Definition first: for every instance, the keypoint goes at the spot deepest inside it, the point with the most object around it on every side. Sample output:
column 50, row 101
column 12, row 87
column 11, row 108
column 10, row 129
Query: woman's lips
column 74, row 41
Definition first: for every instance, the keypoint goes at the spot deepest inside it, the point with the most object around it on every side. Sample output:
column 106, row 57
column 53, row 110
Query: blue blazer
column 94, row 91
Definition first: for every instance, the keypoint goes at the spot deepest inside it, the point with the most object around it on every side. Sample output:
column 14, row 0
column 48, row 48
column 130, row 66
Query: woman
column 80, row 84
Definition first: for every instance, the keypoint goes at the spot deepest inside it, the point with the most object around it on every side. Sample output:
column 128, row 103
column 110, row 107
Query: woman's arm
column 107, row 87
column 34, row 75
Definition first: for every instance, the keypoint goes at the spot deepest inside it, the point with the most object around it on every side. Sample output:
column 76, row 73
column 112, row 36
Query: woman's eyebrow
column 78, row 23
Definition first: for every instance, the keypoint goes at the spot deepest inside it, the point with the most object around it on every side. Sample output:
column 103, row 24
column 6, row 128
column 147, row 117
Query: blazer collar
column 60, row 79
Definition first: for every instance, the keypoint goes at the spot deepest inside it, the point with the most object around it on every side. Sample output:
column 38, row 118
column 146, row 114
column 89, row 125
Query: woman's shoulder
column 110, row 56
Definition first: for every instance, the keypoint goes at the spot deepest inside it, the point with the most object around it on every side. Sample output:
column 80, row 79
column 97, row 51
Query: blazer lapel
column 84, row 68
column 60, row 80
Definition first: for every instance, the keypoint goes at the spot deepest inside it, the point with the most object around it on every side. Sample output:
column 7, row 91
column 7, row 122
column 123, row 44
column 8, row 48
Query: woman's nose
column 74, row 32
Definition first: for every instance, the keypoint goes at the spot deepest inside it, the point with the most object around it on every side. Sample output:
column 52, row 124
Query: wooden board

----

● **Exercise prompt**
In the data above, find the line containing "column 110, row 107", then copy it and every later line exactly.

● **Exercise response**
column 110, row 107
Query: woman's arm
column 107, row 87
column 34, row 75
Definition first: for every instance, the keypoint goes at the spot deepest inside it, the point with the most object around it on every side. Sample output:
column 76, row 73
column 112, row 36
Query: woman's eyebrow
column 78, row 23
Definition first: for every instance, the keypoint goes at the spot deepest inside it, the point with the most object around it on every side. Sample output:
column 103, row 24
column 6, row 128
column 147, row 117
Query: blazer collar
column 60, row 79
Definition first: for every instance, the keypoint goes at the spot deepest inside it, the point with the most object around it on every side. Sample output:
column 38, row 118
column 146, row 114
column 89, row 125
Query: woman's shoulder
column 110, row 56
Definition first: for every instance, the keypoint goes at the spot deepest inside it, the point with the most object around it on every side. Sample output:
column 80, row 79
column 97, row 51
Query: blazer lapel
column 84, row 68
column 60, row 80
Definition first: for every instance, the keypoint goes at the spot deepest inside it, the point with the most object around it on every side. Sample output:
column 7, row 91
column 7, row 122
column 123, row 44
column 8, row 48
Query: woman's nose
column 74, row 32
Definition first: for every instance, the keypoint goes at the spot deepest inside it, the point with the most object around it on every side. Sample output:
column 52, row 124
Query: wooden board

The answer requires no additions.